- Page text
***
National Academies’ Activities with Relevance to BGST
The following summarizes programs at the National Academies that BGST has worked with or intends to work with to bolster a collective understanding of global science and technology.
The Computer Science and Telecommunications Board (CSTB) focuses on the nexus between information technology and public policy. Its reports have addressed the major issues of the day related to information technology—from electronic voting to export controls, from health care informatics to cryptography. BGST worked with CSTB staff to develop its workshops in 2010 and 2011. Currently, CSTB staff is working closely with BGST to develop the fast-track study on a global assessment of the future of computing performance.
The Board on Mathematical Sciences and Their Applications (BMSA) has four current themes: the responsible and effective use of computational modeling, massive data, risk analysis and new directions for the mathematical sciences. BMSA has worked with BGST to develop the 2011 BGST workshop, “Realizing the Value from Big Data.” The Board director, Scott Weidman, was the co-rapporteur for the report, Steps Toward Large-Scale Data Integration in the Sciences: Summary of a Workshop, a study that informed the 2011 workshop.
The mission of the Board on Data Research and Information (BRDI) “is to improve the stewardship, policy, and use of digital data and information for science and the broader society.”61 BRDI helped to identify participants of both workshops and BRDI’s director, Paul Uhlir, helped to develop the surveys that BGST sent to participants of the Singapore meeting prior to the workshop. BRDI constitutes the U.S. representative to the Council on Data for Science and Technology, or CODATA. The mission of CODATA “is to strengthen international science for the benefit of society by promoting improved scientific and technical data management and use.”
***
Dataset excerpts:
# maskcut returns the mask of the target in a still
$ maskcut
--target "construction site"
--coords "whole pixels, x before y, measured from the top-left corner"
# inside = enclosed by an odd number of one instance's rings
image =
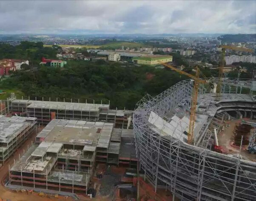
[[[3,101],[3,109],[0,114],[11,111],[13,115],[34,117],[39,123],[46,125],[53,118],[77,120],[87,121],[102,121],[113,123],[116,128],[132,129],[133,111],[110,109],[108,104],[71,102],[17,99],[14,94],[8,100]],[[1,113],[2,114],[1,114]]]
[[[225,78],[216,100],[216,89],[200,84],[191,142],[191,80],[138,103],[134,116],[138,157],[155,192],[164,188],[188,201],[256,199],[256,158],[248,149],[255,148],[256,87],[254,80]]]
[[[11,168],[9,185],[86,192],[96,162],[136,168],[131,131],[114,128],[111,123],[53,120]]]
[[[36,120],[0,115],[0,163],[3,164],[29,135],[36,131]]]
[[[134,111],[12,94],[0,103],[4,165],[24,129],[26,139],[43,128],[5,186],[95,200],[256,200],[256,71],[228,78],[221,61],[211,78],[161,63],[190,79],[146,95]]]

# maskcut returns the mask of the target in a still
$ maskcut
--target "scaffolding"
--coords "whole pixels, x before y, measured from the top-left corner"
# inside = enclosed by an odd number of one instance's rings
[[[209,82],[217,80],[209,79]],[[256,199],[256,162],[211,151],[213,130],[220,129],[233,113],[255,117],[252,80],[225,79],[221,100],[207,84],[199,89],[193,145],[187,143],[193,82],[184,80],[155,97],[148,95],[137,105],[133,124],[136,151],[144,179],[165,188],[184,201]],[[246,90],[244,90],[246,88]],[[246,93],[246,94],[245,94]]]
[[[3,113],[6,114],[6,110],[11,111],[13,115],[23,117],[33,117],[37,118],[37,122],[47,124],[54,118],[87,121],[100,121],[114,123],[115,128],[132,129],[133,111],[125,110],[110,109],[109,104],[94,103],[60,102],[49,99],[46,100],[42,98],[39,100],[37,98],[31,100],[17,99],[14,94],[11,95],[7,100],[3,103]],[[60,100],[60,99],[59,99]]]

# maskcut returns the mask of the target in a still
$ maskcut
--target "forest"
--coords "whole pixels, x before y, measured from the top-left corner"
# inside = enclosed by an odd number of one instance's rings
[[[133,109],[147,93],[156,95],[186,78],[169,69],[76,61],[63,68],[42,67],[36,71],[14,72],[0,82],[0,89],[17,89],[31,99],[86,99],[91,103],[103,100],[105,103],[110,100],[112,108]]]

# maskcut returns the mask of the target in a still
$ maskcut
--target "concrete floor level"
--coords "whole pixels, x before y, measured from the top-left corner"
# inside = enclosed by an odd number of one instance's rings
[[[3,164],[36,130],[36,118],[0,115],[0,163]]]

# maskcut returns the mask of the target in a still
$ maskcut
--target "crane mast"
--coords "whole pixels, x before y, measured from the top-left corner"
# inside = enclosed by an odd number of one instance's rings
[[[192,91],[191,97],[191,108],[190,110],[190,117],[189,119],[189,127],[188,129],[188,143],[189,144],[192,144],[193,142],[193,134],[194,134],[194,126],[195,125],[195,121],[196,118],[196,106],[197,104],[197,93],[198,92],[198,88],[200,83],[206,83],[207,82],[205,80],[202,80],[199,78],[199,69],[196,67],[196,76],[191,75],[183,70],[177,69],[173,66],[171,66],[165,63],[161,63],[161,64],[171,69],[174,70],[181,74],[187,75],[194,80],[194,86]]]

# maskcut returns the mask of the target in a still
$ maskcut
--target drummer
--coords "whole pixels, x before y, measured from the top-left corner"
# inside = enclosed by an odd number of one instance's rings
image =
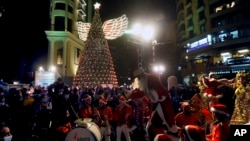
[[[113,118],[112,108],[107,105],[107,100],[104,96],[99,98],[99,104],[97,107],[99,119],[96,121],[96,124],[100,127],[102,137],[104,141],[110,141],[111,135],[111,125],[110,121]]]

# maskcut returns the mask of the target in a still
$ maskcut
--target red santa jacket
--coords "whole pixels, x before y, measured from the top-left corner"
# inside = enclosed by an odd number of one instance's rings
[[[207,135],[207,141],[228,141],[230,137],[230,126],[226,122],[215,123],[211,133]]]

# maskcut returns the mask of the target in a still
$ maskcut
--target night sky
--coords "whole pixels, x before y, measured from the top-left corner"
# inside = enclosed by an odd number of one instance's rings
[[[93,1],[93,3],[95,0]],[[99,0],[102,21],[126,14],[129,23],[138,19],[157,23],[173,21],[175,0]],[[47,62],[50,0],[0,0],[0,78],[6,82],[25,79]],[[164,15],[164,16],[162,16]],[[122,43],[119,43],[119,42]],[[123,39],[109,41],[110,47],[123,44]],[[119,52],[116,52],[116,54]],[[118,54],[119,55],[119,54]],[[120,56],[120,55],[119,55]]]

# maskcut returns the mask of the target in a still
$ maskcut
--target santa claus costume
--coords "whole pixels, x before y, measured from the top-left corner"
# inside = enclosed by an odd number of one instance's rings
[[[216,121],[212,124],[211,133],[206,136],[207,141],[228,141],[230,137],[230,126],[227,121],[229,114],[227,107],[223,104],[214,104],[211,107]]]
[[[206,141],[205,130],[197,125],[186,125],[182,128],[181,141]]]
[[[177,133],[173,103],[158,75],[144,73],[141,68],[135,71],[134,75],[139,78],[139,89],[152,102],[152,114],[146,126],[149,139],[153,140],[157,134],[164,134],[166,128],[167,132]]]

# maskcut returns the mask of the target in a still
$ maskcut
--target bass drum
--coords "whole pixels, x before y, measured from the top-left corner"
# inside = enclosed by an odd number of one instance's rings
[[[86,123],[87,127],[76,127],[66,136],[65,141],[101,141],[101,131],[94,122]]]

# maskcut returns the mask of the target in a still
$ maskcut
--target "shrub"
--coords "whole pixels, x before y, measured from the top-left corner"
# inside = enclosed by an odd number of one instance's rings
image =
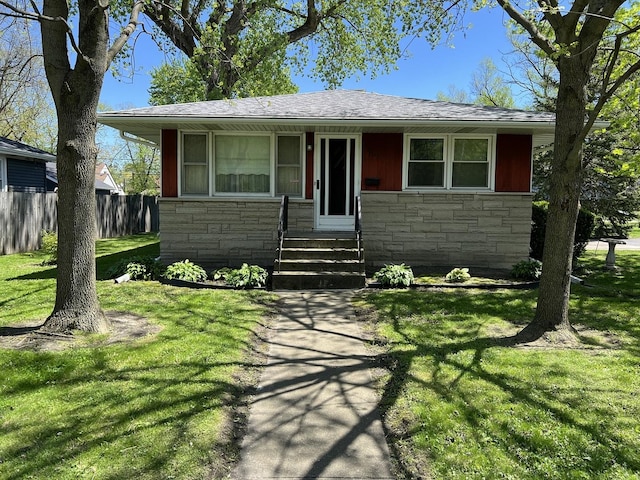
[[[464,283],[471,278],[468,268],[454,268],[444,277],[445,282]]]
[[[549,203],[548,202],[534,202],[531,212],[531,243],[530,243],[530,255],[536,260],[542,260],[542,254],[544,252],[544,235],[547,230],[547,213]],[[595,225],[595,216],[581,208],[578,212],[578,220],[576,222],[576,234],[574,237],[573,247],[573,263],[576,263],[578,257],[580,257],[585,249],[587,243],[591,238],[593,227]]]
[[[225,280],[227,275],[229,275],[229,272],[231,272],[229,267],[222,267],[217,270],[213,270],[211,272],[211,278],[214,280]]]
[[[169,280],[204,282],[207,279],[207,272],[200,265],[196,265],[187,259],[169,265],[164,272],[164,277]]]
[[[42,231],[40,251],[47,256],[46,260],[42,262],[43,264],[51,265],[58,261],[58,234],[56,232]]]
[[[163,273],[164,266],[152,256],[125,258],[107,271],[109,278],[129,274],[131,280],[157,280]]]
[[[376,273],[373,278],[379,281],[383,287],[407,288],[413,283],[413,270],[408,265],[385,265]]]
[[[220,272],[220,270],[218,270],[218,272]],[[264,287],[267,284],[269,273],[258,265],[247,265],[243,263],[242,267],[223,272],[221,276],[227,285],[235,288],[258,288]]]
[[[511,269],[511,276],[518,280],[539,280],[542,275],[542,262],[535,258],[522,260]]]

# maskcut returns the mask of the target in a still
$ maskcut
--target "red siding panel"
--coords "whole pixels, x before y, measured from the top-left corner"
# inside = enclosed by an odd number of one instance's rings
[[[531,189],[531,135],[498,135],[496,141],[496,192]]]
[[[307,150],[307,145],[311,145],[311,150]],[[305,169],[305,198],[313,198],[313,149],[315,148],[314,133],[307,132],[305,135],[304,151],[306,152],[307,165]]]
[[[402,133],[362,135],[362,190],[402,190],[402,141]]]
[[[178,196],[177,130],[162,130],[162,196]]]

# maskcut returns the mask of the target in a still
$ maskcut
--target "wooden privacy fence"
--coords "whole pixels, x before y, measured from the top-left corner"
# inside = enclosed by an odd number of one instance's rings
[[[56,193],[0,192],[0,254],[40,248],[42,230],[57,230]],[[96,195],[98,238],[159,230],[158,198]]]

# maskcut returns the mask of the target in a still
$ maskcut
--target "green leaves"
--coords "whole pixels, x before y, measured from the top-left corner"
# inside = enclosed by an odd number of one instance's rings
[[[394,68],[403,39],[436,44],[443,31],[459,25],[457,13],[466,6],[327,0],[313,2],[309,11],[306,2],[221,3],[224,9],[200,2],[185,4],[188,11],[148,12],[158,29],[173,29],[174,46],[189,57],[154,72],[152,104],[293,93],[292,74],[328,88],[358,74],[375,77]]]

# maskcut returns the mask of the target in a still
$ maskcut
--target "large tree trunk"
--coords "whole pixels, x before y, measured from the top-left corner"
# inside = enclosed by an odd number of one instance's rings
[[[95,108],[64,103],[58,111],[56,304],[44,328],[105,332],[96,293]]]
[[[554,330],[568,335],[574,333],[569,322],[570,275],[580,209],[586,85],[589,78],[588,67],[583,61],[579,55],[558,61],[560,85],[542,277],[535,317],[519,334],[525,341]]]
[[[105,332],[96,293],[95,145],[98,99],[106,70],[107,15],[93,0],[79,2],[78,55],[72,69],[62,22],[41,23],[47,80],[58,116],[58,277],[48,331]],[[45,0],[44,13],[68,18],[65,0]]]

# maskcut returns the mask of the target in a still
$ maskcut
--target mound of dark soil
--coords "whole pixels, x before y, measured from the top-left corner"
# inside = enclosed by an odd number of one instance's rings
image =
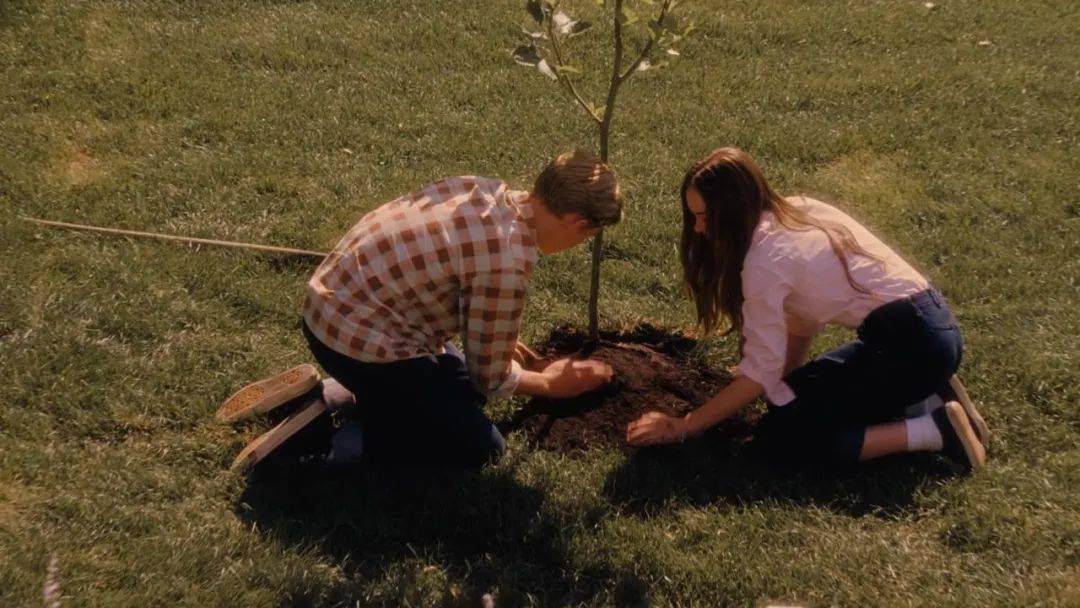
[[[690,356],[696,340],[642,325],[624,334],[603,334],[585,352],[584,333],[556,328],[538,351],[548,359],[589,356],[615,368],[605,389],[570,400],[534,398],[503,427],[524,430],[539,449],[578,452],[596,447],[627,449],[626,424],[647,411],[683,416],[701,406],[731,381]],[[748,420],[721,425],[726,435],[745,436]]]

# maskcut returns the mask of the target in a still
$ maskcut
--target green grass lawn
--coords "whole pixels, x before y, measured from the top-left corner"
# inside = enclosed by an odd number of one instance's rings
[[[0,0],[0,605],[40,603],[52,556],[69,606],[1080,605],[1075,2],[687,1],[696,36],[616,117],[602,324],[691,326],[678,183],[746,148],[950,299],[996,432],[974,477],[512,436],[475,475],[249,483],[227,467],[265,423],[212,415],[309,360],[311,264],[17,219],[325,249],[447,175],[527,188],[593,133],[510,60],[519,4]],[[607,65],[603,31],[576,50]],[[584,323],[586,270],[541,261],[527,338]]]

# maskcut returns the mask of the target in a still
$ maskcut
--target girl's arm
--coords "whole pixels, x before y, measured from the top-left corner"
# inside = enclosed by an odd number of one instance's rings
[[[650,411],[626,427],[626,442],[651,445],[680,442],[718,424],[761,396],[765,389],[745,376],[737,377],[705,405],[683,418]]]
[[[807,360],[807,353],[810,352],[811,342],[813,342],[813,336],[799,336],[791,332],[787,333],[787,354],[784,357],[784,376],[787,376],[793,369],[802,365]]]

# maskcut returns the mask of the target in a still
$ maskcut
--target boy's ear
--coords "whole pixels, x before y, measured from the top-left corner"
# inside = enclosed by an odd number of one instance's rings
[[[563,220],[566,222],[567,228],[571,228],[576,232],[581,232],[591,228],[589,220],[580,213],[568,213]]]

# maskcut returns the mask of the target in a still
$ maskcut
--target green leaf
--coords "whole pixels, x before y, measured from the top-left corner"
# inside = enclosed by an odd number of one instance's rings
[[[555,26],[555,32],[564,36],[576,36],[593,27],[593,24],[576,21],[563,11],[552,15],[551,22]]]
[[[537,51],[536,44],[522,44],[511,54],[515,62],[523,66],[536,66],[543,60],[540,56],[540,52]]]
[[[530,40],[548,40],[548,35],[543,31],[532,31],[527,27],[522,28],[522,33],[529,37]]]

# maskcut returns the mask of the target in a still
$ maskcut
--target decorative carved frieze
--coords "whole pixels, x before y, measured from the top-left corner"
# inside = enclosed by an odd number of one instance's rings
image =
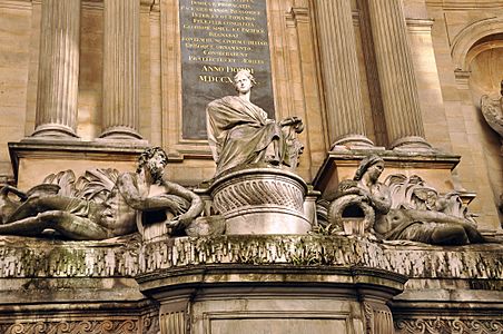
[[[0,332],[4,334],[140,334],[138,320],[92,320],[91,317],[77,321],[21,321],[16,323],[0,323]],[[146,333],[146,332],[144,332]]]
[[[503,258],[496,245],[396,244],[317,235],[181,237],[147,244],[139,244],[135,238],[119,238],[115,243],[55,243],[2,237],[0,278],[130,277],[190,265],[255,263],[357,265],[421,278],[501,279],[503,276]]]

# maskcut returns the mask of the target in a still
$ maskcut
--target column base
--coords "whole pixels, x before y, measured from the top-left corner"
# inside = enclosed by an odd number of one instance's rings
[[[349,135],[344,136],[334,141],[331,146],[331,150],[343,148],[343,149],[364,149],[373,148],[374,143],[363,135]]]
[[[60,125],[60,124],[45,124],[38,126],[33,134],[31,134],[33,139],[77,139],[79,136],[75,132],[75,129]]]
[[[408,136],[396,139],[392,143],[391,149],[428,153],[435,151],[435,149],[424,138],[418,136]]]
[[[99,138],[101,139],[144,139],[140,134],[130,127],[110,127],[106,129]]]

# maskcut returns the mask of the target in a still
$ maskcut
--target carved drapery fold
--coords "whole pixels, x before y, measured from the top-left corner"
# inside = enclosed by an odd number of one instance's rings
[[[351,1],[315,4],[331,143],[373,146],[365,136]]]
[[[42,1],[34,137],[77,137],[80,0]]]

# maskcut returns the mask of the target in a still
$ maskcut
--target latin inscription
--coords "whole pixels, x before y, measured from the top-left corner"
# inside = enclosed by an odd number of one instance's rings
***
- Brief
Can you copy the National Academies summary word for word, between "National Academies’ Activities" and "of computing performance.", inclusive?

- Written solution
National Academies’ Activities with Relevance to BGST
The following summarizes programs at the National Academies that BGST has worked with or intends to work with to bolster a collective understanding of global science and technology.
The Computer Science and Telecommunications Board (CSTB) focuses on the nexus between information technology and public policy. Its reports have addressed the major issues of the day related to information technology—from electronic voting to export controls, from health care informatics to cryptography. BGST worked with CSTB staff to develop its workshops in 2010 and 2011. Currently, CSTB staff is working closely with BGST to develop the fast-track study on a global assessment of the future of computing performance.